In the forum thread on learning the guitar, which guitar did mrT0M start with?
··· Extract provided
# How Easy Is The Guitar



## retro72 (Jan 19, 2005)

I am starting my mid life crisis now I have reached 40 and wondered how easy it would be to learn the guitar. I dont want to be Eric Clapton, but I would like to eventually hold a tune.

Perhaps this or anything from the movie Black Snake Moans (samual L Jackson)


----------



## retro72 (Jan 19, 2005)

opps sorry. Double post some how. Perhaps a kind mod would delete just one of the threads please


----------



## Dusty (Feb 3, 2010)

Its a bit like watchmaking.......you need a lot of patience and lots and lots of practice but worth it in the end :thumbup:

Good luck.........


----------



## MattTheBass (Nov 25, 2011)

I don't want to put a damper on your enthusiasm, but to play like the guy in the video is going to take a few years of practice. So I'd start with a less demanding target! First you're going to need to learn a few open chords, get your left hand used to the strange contortions (certainly it'll feel like that to start with) and in a few weeks you can be strumming along to wonderwall (or anything else that takes your fancy). I'd recommend getting some lessons if you want go down the classical playing route, I taught myself when I was 12 and have so many bad fingering habits (phnarr phnarr) that I struggle with this style.

Go for it, but be realistic in your expectations to start with!


----------



## mrT0M (Dec 30, 2011)

I have been playing a few years and am OK, I will never be great but i'm happy with OK because although I practice lots i'm not obsessed or particulary structured in my learning approach.

Few tips:


Dont think you can buy ability with a expensive guitar, buy a good 'starter' acoustic, you can always upgrade at a later date. Reccomend a Yamaha for a beginner, I started with a Yamaha 310 - think they still make it.

Consider a few lessons to start with, learning how to hold and sit properly is a big part as well as learning how to finger the major chords properly will help when you move on.

I struggled with rhythm, and still do to some degree. It's a hard thing to be taught and is based so much on feel, start slow and speed up as you get better - tempting to go too fast too quickly.

Make sure you lean songs you like - it's not very rewarding to go to the time and trouble of songs you hate. Even now I play songs I lean't as a beginner e.g. WIsh you were here. If you do have lessons insist they only gives you songs you like, of course they also have to be in your ability range so you can't be too picky!


Any questions please as as my knowledge of watches is limited but it's good to give something back about something I know a little about.


----------



## jpjsavage (Jul 9, 2011)

I work in the music education and, like every instrument, you can get to a certain level. But the guitar is a great instrument and more easily accessible than many others.


----------



## retro72 (Jan 19, 2005)

Thanks to all for the advice and my I apologise for my late thank you's. Work seems to be taking up more of my time. I am off today, so when my new phone arrives h34r: , I will be scooting into town an see about lessons at my local music shop.

Andy


----------



## MerlinShepherd (Sep 18, 2011)

I work as a professional Musician and have done for many years. I agree with what everyone has said here, although I have something a little extra to say.

The most important thing to think about is conceptual. When we learn and then when we play, I believe that what we are doing is learning to understand Music, not instruments. So learning to play an instrument can be totally mechanical (which anyone with a certain amount of memory and co-ordination can do) or it can be Musical, which means that it goes much deeper.
······
··· Records shown
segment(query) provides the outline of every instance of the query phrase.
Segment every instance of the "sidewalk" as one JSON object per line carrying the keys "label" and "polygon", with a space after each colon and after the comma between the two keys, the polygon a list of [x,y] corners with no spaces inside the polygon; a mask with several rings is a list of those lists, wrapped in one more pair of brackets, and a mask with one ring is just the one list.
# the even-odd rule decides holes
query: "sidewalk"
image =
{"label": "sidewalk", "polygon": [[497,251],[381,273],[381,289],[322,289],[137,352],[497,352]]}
······
Written solution:
A Yamaha 310.